__Required work__. Repeat all of the lines below word for word, leaving out the pictures.

Entries from a point annotation set
— Start —

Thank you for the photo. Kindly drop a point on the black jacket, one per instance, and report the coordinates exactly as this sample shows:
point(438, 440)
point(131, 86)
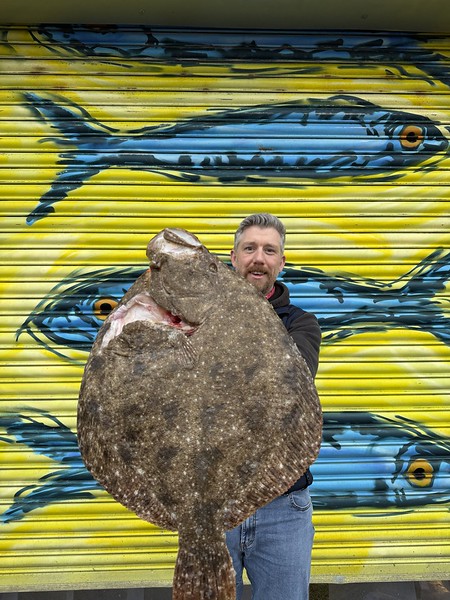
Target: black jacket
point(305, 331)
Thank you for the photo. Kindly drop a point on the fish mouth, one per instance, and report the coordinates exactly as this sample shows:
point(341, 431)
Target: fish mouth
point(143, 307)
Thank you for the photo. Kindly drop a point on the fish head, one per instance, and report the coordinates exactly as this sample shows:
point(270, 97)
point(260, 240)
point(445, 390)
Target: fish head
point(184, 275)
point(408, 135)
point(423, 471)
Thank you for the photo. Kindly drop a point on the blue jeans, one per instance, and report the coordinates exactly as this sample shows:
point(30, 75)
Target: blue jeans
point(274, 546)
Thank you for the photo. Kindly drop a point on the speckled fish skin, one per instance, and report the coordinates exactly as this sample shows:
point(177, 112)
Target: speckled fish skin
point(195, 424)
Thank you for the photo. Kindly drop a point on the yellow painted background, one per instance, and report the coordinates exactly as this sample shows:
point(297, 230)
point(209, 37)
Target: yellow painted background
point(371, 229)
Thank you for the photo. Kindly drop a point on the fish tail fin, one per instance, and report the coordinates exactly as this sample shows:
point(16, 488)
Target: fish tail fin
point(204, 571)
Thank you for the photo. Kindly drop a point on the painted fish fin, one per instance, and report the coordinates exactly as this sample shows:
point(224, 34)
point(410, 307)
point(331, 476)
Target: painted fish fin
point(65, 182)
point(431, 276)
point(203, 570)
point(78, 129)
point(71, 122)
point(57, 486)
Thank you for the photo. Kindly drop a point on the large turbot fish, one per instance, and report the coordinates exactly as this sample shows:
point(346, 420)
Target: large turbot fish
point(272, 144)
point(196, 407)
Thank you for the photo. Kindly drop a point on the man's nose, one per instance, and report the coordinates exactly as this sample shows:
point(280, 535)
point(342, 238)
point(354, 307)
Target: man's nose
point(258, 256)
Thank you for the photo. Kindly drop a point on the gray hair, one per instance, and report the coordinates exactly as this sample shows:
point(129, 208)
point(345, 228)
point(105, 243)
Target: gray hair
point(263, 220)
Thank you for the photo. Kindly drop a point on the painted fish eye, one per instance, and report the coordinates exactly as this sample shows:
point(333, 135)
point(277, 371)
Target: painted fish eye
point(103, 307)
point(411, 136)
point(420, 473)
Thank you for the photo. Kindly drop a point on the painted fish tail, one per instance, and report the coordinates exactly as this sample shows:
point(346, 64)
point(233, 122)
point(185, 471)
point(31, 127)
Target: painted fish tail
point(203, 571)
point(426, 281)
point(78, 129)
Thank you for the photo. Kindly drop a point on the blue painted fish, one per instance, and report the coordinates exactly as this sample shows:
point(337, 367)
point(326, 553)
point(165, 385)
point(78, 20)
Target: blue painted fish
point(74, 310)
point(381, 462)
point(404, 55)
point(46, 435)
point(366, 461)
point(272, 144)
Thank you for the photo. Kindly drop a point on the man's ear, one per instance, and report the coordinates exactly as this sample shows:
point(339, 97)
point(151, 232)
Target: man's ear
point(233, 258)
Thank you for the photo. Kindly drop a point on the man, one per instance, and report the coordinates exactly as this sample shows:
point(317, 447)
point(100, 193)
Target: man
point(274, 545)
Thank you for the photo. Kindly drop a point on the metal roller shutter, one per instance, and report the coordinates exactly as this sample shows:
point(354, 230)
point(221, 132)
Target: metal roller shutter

— End —

__Exercise response__.
Thank you for the photo. Kindly drop a point on the black jacket, one per instance, and report the coordinates exactly as this sample shows:
point(438, 440)
point(131, 86)
Target: black jacket
point(305, 331)
Thank you for the photo. Kindly drop a point on the fish mouth, one per instance, and report the coordinates exactly as this sample shows:
point(341, 431)
Target: fish mouth
point(143, 307)
Thank you for the photo. Kindly drop a point on the fish head, one per instance, and report the coordinates exactly as this sample shows:
point(270, 97)
point(260, 240)
point(445, 390)
Target: fish head
point(184, 275)
point(408, 135)
point(423, 471)
Thank you for the photo. Kindly drop a point on the blue jeans, one per instance, and report the coordinates exactly as this sample shows:
point(30, 75)
Target: blue jeans
point(274, 546)
Thank you for the photo. Kindly drop a point on the speckled fish skin, one per instance, and report the coordinates exactly as this sample shows:
point(177, 112)
Target: speckled fish skin
point(195, 424)
Thank you for the photo. Kindly drop a point on the yellow painted background, one per instance, and report the coordinates exactly as this sample shows:
point(297, 230)
point(209, 37)
Target: yellow painted background
point(371, 229)
Thank you for the photo. Kindly drop a point on the fish tail fin, one per instance, and report the coordinates exactly as this sample shows:
point(16, 488)
Target: fish tail fin
point(204, 571)
Thank you for the photo. Kindly drop a point on the painted fish fin, one per instance, and report the coordinates exactly as this sample shows:
point(224, 34)
point(410, 307)
point(331, 476)
Target: painted fish fin
point(65, 182)
point(431, 276)
point(203, 570)
point(78, 129)
point(71, 122)
point(57, 486)
Thank you for the photo. Kindly drop a point on the large turbot fish, one per instance, and report the coordinates exactly as this sample shows:
point(346, 420)
Target: large turbot fish
point(272, 144)
point(196, 407)
Thank you for the photo. Kindly drop a point on the man's nose, one per instance, and report the coordinates exactly as this sample shows:
point(280, 535)
point(342, 238)
point(354, 307)
Target: man's nose
point(258, 256)
Thank you for the photo. Kindly drop a point on the gray hair, one per instance, and report the coordinates exactly as this sample shows:
point(129, 208)
point(345, 228)
point(105, 243)
Target: gray hair
point(263, 220)
Thank you for the photo. Kindly drop a point on the painted fish eye, one per instance, and report the coordinates exactly as this sample shows:
point(333, 135)
point(277, 371)
Target: painted fish eye
point(103, 307)
point(411, 136)
point(420, 473)
Thank you for the photo. Kindly drop a point on the painted fish tail, one per instance, and report the coordinates exactly as this sample shows:
point(346, 64)
point(233, 122)
point(185, 471)
point(31, 127)
Target: painted fish tail
point(203, 571)
point(426, 281)
point(78, 129)
Thank you for the photo. Kindly drop a point on the blue painted fish, one per instance, and report the coordinates exactly as this sample shows:
point(337, 367)
point(326, 553)
point(165, 385)
point(78, 20)
Target: blue painted fish
point(74, 310)
point(381, 462)
point(404, 55)
point(46, 435)
point(366, 461)
point(272, 144)
Thank you for the photo. Kindly drop a point on the man's ear, one per instance, and report the coordinates exactly as this sample shows:
point(339, 97)
point(151, 232)
Target: man's ear
point(233, 258)
Thank you for the photo. Kindly drop a point on the man, one per instance, and report the coordinates exactly as this sample shows:
point(317, 447)
point(100, 193)
Target: man
point(274, 545)
Thank you for the photo. Kindly drop a point on the metal roller shutter, one per instance, and report the coordinates exactly as this sample shows:
point(354, 230)
point(221, 132)
Target: metal roller shutter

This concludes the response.